Print the listing below line for line, with no changes to any of the wording or numbers.

EXTRACTED INFORMATION →
# # # # #
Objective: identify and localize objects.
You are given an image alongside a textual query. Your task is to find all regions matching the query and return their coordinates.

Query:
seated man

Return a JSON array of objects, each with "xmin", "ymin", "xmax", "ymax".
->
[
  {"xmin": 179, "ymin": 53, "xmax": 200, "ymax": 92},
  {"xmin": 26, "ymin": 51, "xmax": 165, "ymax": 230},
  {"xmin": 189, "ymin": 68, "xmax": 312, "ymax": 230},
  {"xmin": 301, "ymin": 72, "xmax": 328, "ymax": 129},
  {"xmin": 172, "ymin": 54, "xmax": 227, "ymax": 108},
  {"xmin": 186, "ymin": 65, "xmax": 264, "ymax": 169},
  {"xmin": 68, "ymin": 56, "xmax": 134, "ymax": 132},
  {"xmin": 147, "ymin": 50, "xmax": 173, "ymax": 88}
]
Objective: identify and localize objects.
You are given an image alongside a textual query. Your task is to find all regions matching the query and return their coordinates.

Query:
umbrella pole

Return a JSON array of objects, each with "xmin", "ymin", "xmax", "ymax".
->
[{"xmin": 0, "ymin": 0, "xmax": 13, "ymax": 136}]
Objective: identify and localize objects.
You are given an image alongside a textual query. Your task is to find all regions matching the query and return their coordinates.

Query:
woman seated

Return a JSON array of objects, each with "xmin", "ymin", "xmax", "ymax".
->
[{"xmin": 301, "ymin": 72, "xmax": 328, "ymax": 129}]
# # # # #
THE COMPLETED TASK →
Objective: identify and localize objects.
You are given an image alongside a textual query. Your task is to find all regions matching the query and return their coordinates.

Query:
seated man

Return a JSON array of objects, each with "xmin", "ymin", "xmax", "ymax".
->
[
  {"xmin": 179, "ymin": 53, "xmax": 200, "ymax": 92},
  {"xmin": 26, "ymin": 51, "xmax": 165, "ymax": 230},
  {"xmin": 189, "ymin": 68, "xmax": 312, "ymax": 230},
  {"xmin": 301, "ymin": 72, "xmax": 328, "ymax": 129},
  {"xmin": 172, "ymin": 54, "xmax": 227, "ymax": 108},
  {"xmin": 186, "ymin": 65, "xmax": 264, "ymax": 169},
  {"xmin": 68, "ymin": 56, "xmax": 134, "ymax": 132},
  {"xmin": 147, "ymin": 50, "xmax": 173, "ymax": 88}
]
Objective: identify and localize objects.
You are given an image alongside a textual query. Your task is to find all regions matching the query and return their coordinates.

Query:
umbrella pole

Return a JSON array of objects, each with "xmin", "ymin", "xmax", "ymax".
->
[{"xmin": 0, "ymin": 0, "xmax": 13, "ymax": 136}]
Objective: identify and localize objects.
You are given an image alongside a textual query. Your task is to find all regions matching the query and return their coordinates.

Query:
woman seated

Return a JSON array of objects, each with "xmin", "ymin", "xmax", "ymax".
->
[{"xmin": 301, "ymin": 72, "xmax": 328, "ymax": 129}]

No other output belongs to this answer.